§ **BRIEF**
Output a verbatim copy of the data, cut off after the line that contains "to the hanging".

§ **EXTRACTED ENTRIES**
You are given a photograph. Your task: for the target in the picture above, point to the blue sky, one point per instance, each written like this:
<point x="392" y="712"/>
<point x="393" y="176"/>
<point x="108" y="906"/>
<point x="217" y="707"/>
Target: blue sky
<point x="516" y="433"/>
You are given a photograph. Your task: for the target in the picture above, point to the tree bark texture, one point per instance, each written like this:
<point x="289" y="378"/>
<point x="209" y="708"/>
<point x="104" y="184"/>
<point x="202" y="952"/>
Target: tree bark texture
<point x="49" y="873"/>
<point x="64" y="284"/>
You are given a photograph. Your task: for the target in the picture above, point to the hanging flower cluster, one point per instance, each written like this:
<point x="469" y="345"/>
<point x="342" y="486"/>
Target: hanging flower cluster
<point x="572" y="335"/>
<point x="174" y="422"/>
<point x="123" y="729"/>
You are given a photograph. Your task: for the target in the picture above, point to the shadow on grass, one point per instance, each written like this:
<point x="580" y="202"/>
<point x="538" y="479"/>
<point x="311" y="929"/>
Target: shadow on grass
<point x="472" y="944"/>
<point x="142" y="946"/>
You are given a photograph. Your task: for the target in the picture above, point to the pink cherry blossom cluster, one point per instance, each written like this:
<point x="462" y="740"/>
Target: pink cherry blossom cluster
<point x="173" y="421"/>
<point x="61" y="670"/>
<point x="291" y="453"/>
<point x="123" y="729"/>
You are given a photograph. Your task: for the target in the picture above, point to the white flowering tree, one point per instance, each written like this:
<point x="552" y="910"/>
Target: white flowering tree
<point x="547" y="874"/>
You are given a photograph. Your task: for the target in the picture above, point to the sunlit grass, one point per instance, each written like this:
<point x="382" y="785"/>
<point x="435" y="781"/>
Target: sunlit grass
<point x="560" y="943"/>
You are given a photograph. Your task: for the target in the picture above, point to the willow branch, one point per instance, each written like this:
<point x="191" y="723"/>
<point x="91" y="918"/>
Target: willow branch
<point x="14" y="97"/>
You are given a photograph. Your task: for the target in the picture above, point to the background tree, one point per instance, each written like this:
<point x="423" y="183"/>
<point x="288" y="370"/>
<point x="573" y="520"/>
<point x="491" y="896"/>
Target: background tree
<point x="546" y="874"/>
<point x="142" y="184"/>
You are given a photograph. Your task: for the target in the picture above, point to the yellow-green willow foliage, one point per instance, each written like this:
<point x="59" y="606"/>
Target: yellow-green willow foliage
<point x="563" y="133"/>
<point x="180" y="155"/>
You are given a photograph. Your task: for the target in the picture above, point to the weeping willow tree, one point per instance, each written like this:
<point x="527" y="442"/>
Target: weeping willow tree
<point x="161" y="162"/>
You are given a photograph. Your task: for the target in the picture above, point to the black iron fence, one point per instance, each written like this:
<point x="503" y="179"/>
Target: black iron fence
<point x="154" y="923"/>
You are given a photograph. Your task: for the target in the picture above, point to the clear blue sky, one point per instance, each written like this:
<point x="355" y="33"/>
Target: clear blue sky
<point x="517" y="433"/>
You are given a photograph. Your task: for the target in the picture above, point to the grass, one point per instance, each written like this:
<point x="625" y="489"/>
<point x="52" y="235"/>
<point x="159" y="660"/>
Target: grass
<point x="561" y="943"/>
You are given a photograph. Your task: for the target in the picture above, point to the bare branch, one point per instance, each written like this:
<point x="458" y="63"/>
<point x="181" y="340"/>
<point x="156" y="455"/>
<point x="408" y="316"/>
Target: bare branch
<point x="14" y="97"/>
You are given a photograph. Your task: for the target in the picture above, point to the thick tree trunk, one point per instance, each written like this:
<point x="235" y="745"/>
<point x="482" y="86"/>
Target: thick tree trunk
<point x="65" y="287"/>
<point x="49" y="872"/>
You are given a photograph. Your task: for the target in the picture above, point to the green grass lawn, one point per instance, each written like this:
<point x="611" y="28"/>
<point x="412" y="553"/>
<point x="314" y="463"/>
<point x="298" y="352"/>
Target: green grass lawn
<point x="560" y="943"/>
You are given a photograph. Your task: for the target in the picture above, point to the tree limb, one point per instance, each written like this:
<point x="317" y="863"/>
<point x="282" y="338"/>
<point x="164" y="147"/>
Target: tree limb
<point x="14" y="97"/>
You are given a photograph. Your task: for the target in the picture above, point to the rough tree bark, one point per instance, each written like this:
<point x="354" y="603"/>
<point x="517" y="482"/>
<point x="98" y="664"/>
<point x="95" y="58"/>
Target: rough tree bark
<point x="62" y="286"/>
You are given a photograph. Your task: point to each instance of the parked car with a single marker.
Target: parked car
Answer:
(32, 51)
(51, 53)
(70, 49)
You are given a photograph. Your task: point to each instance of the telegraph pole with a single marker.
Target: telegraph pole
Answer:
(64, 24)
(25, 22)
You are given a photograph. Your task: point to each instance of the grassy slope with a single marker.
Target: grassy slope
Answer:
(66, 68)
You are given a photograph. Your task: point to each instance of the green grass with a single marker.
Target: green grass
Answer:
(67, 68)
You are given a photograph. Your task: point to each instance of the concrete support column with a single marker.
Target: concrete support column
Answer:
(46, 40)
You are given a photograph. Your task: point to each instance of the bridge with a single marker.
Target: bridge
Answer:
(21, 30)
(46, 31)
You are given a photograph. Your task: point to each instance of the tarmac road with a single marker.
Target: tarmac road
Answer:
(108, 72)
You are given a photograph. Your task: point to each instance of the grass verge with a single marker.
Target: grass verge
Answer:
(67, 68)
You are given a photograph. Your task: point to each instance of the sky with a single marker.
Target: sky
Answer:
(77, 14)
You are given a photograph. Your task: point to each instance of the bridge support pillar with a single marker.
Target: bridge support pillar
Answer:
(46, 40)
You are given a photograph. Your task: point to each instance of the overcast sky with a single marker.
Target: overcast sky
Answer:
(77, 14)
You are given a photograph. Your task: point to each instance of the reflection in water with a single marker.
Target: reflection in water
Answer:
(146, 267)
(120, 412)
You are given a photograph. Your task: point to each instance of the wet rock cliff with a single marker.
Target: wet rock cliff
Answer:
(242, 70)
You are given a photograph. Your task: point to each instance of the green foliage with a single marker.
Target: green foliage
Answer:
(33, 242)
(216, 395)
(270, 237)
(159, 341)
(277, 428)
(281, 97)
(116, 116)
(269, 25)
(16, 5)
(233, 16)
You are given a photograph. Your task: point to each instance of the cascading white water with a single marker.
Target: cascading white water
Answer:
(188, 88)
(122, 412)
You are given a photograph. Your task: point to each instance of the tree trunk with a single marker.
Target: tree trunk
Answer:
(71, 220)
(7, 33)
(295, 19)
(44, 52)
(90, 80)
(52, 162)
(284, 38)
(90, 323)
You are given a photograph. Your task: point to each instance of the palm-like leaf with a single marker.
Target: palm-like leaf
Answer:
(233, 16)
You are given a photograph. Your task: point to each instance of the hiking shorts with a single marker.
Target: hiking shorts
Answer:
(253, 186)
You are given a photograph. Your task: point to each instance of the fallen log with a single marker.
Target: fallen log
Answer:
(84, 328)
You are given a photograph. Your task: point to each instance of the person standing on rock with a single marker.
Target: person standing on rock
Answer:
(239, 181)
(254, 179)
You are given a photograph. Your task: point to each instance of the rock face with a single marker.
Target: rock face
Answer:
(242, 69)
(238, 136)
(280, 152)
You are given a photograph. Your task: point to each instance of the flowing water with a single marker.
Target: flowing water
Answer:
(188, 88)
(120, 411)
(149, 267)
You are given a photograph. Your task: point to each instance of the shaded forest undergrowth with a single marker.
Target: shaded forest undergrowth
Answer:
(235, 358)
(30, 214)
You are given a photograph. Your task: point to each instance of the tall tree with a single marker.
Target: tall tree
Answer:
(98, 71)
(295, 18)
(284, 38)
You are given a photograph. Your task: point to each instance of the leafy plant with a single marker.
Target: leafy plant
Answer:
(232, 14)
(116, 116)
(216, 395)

§ **RESPONSE FOR THIS EXERCISE**
You are given a photograph. Your task: for the target in the picture above, point to the blue sky, one point per instance, each written like this:
<point x="392" y="712"/>
<point x="393" y="176"/>
<point x="108" y="906"/>
<point x="217" y="707"/>
Target: blue sky
<point x="516" y="433"/>
You are given a photograph. Your task: for the target in the picture above, point to the tree bark texture, one point per instance, each written like this:
<point x="289" y="378"/>
<point x="209" y="708"/>
<point x="104" y="184"/>
<point x="202" y="952"/>
Target: tree bark texture
<point x="49" y="873"/>
<point x="64" y="284"/>
You are given a photograph. Your task: for the target in the picture above, point to the hanging flower cluster, one point per instance, each written like this:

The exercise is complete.